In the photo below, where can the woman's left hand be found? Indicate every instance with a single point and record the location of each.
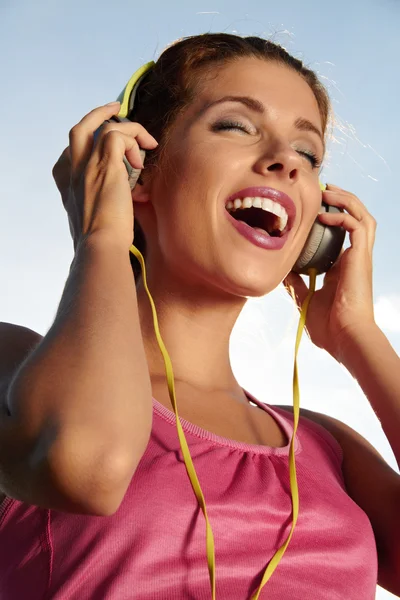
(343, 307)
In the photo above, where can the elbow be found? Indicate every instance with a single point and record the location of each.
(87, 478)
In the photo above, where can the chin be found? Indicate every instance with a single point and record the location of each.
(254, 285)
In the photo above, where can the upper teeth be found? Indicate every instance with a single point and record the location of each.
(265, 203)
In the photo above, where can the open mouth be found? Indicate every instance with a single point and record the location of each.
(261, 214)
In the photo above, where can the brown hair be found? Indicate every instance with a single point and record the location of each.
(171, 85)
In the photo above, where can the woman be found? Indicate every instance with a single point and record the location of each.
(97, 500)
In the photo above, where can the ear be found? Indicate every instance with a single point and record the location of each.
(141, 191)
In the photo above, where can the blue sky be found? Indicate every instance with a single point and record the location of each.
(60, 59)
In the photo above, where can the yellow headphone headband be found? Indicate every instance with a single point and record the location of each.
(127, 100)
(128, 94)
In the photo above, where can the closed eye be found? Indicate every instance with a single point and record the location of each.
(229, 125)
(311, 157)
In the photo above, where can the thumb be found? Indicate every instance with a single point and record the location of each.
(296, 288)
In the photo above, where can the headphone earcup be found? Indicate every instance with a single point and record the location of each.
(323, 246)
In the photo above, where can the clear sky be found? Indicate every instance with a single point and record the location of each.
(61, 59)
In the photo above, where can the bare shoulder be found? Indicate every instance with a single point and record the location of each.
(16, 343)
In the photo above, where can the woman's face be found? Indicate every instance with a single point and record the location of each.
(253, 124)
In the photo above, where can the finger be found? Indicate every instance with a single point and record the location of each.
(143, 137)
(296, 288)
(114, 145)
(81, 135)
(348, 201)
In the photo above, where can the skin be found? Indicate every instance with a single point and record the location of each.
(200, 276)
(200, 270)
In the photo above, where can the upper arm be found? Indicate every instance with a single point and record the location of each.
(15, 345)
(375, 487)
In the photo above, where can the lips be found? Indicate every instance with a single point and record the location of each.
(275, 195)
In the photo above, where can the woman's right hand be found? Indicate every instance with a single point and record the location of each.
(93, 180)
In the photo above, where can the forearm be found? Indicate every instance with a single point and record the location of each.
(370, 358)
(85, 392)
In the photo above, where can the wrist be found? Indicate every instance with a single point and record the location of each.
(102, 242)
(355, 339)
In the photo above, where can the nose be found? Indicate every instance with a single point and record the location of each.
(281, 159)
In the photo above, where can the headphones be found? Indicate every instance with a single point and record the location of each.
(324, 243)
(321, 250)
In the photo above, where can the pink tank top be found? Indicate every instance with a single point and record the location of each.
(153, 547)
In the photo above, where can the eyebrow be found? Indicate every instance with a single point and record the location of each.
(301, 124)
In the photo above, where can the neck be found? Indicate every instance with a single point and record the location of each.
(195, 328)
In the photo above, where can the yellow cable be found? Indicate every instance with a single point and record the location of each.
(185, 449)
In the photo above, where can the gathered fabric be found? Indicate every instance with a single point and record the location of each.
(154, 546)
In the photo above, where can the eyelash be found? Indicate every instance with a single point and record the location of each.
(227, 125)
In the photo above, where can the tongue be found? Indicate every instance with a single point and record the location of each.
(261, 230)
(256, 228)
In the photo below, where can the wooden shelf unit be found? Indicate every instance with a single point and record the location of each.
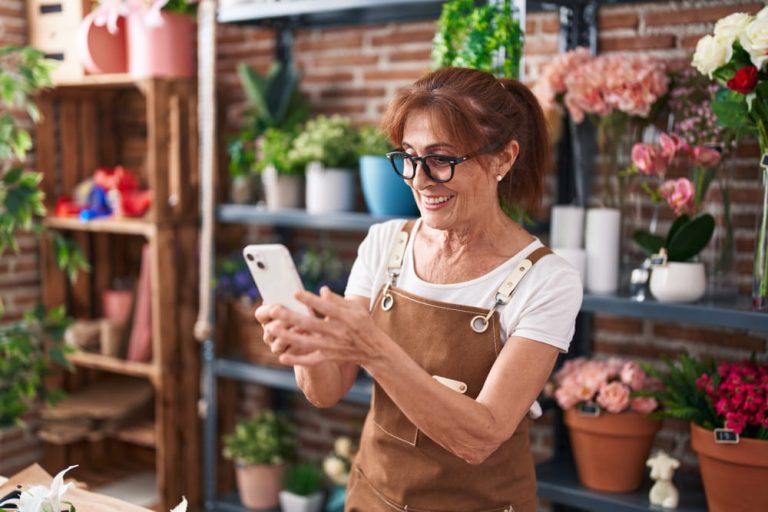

****************************************

→ What needs to be done: Swap "photo" for "image" everywhere in the lines above and leave all else unchanged. Omit the pictures from your answer.

→ Reply to the task:
In the image below, where can the woman's left hand be found? Indicate every instance with a single point and record the location of each.
(343, 307)
In the image above, where can the elbow be found? Indicate every instance with a single point and record the location of each.
(87, 478)
In the image above, where can the chin be found? Indicate every instance with a single point and record the location of each.
(254, 285)
In the image above, where can the upper teeth be found? Indicate every instance with a single point and record the location of each.
(265, 203)
In the image above, where can the open mouth be found? Indicate every instance with a single point and record the location of each.
(261, 214)
In the image above, where can the brown hair be found? Indicate every instance with a single point and record the location of each.
(171, 85)
In the image above, where can the woman be found? Indicate every instance with a single point and record the location of each.
(97, 500)
In the image above, where can the ear be found? Indicate every instance with a single point and record the location of each.
(141, 191)
In the image above, where can the blue sky be found? Indicate every instance with a single point and record the location of each.
(60, 59)
In the image above, where can the yellow headphone headband be found? Indicate every instance with a single point and record the location of each.
(127, 100)
(128, 94)
In the image above, where can the closed eye be found? Indicate every instance with a single point and record the location of each.
(229, 125)
(311, 157)
In the image above, where can the thumb be found? Indicate every instance with a single point and record the location of each.
(296, 288)
In the image above, where can the headphone earcup be found? Indicate every instance with a single point and record the location of each.
(323, 246)
In the image above, where can the clear sky be found? Indicate every instance with a single point and record the location of each.
(61, 59)
In the image above, where can the bare shoulder be found? Indicate every instance with a single point and record the location of each.
(16, 343)
In the image above, where can the woman's face be found? Indicate every instance with a single point and record the location of each.
(253, 124)
In the image above, where can the finger be found? Indicate every instance with a single point and record the location of each.
(143, 137)
(296, 288)
(114, 145)
(81, 135)
(348, 201)
In the image above, where can the skin be found? Indicate every instance with a single point and record the location of each.
(200, 276)
(200, 270)
In the image above, where can the upper arm be found? Indicate every instance with a single point and record the location of each.
(15, 345)
(375, 487)
In the image above, where can the lips be found? Indicate every instance with a single point and record the location of each.
(275, 195)
In the image above, where can the woman's right hand be found? Indicate every instance with a single point and record the location of each.
(93, 180)
In the image above, where can the forearm be found? Indicate every instance with a single point and record the location of each.
(370, 358)
(85, 392)
In the image above, where can the wrist be found? Indicate every instance with a single point and record the location of each.
(102, 242)
(355, 339)
In the image above, where can the nose be found? Indicate every instance with a single point and record the location of each.
(281, 159)
In the image above, where can the headphones be found? Indicate every instance with a single point and record the location of each.
(324, 243)
(321, 250)
In the image above, where can the pink tank top be found? Indicate every instance with a single point and record the location of each.
(153, 547)
In the image above, where can the eyebrow be found? Indicate every instance with a single point and record the location of each.
(301, 124)
In the image above, where can the neck be found? Indicate every instance with a single point and record the location of each.
(195, 328)
In the image above, where can the yellow cable be found? Indicate every instance with a single point and record the location of each.
(185, 449)
In the image above, where can the gathered fabric be found? Indicate every instance with a single point and record the location of each.
(154, 546)
In the image above, where can the eyelash be found? Indicate every instance with a single point and record the location of each.
(227, 125)
In the image above, where can the tongue be found? Indicate every instance with a single point and record the location of each.
(261, 230)
(256, 228)
In the image below, where can the wooden shelf unit be found? Indicate every instance with a single point and record the location of each.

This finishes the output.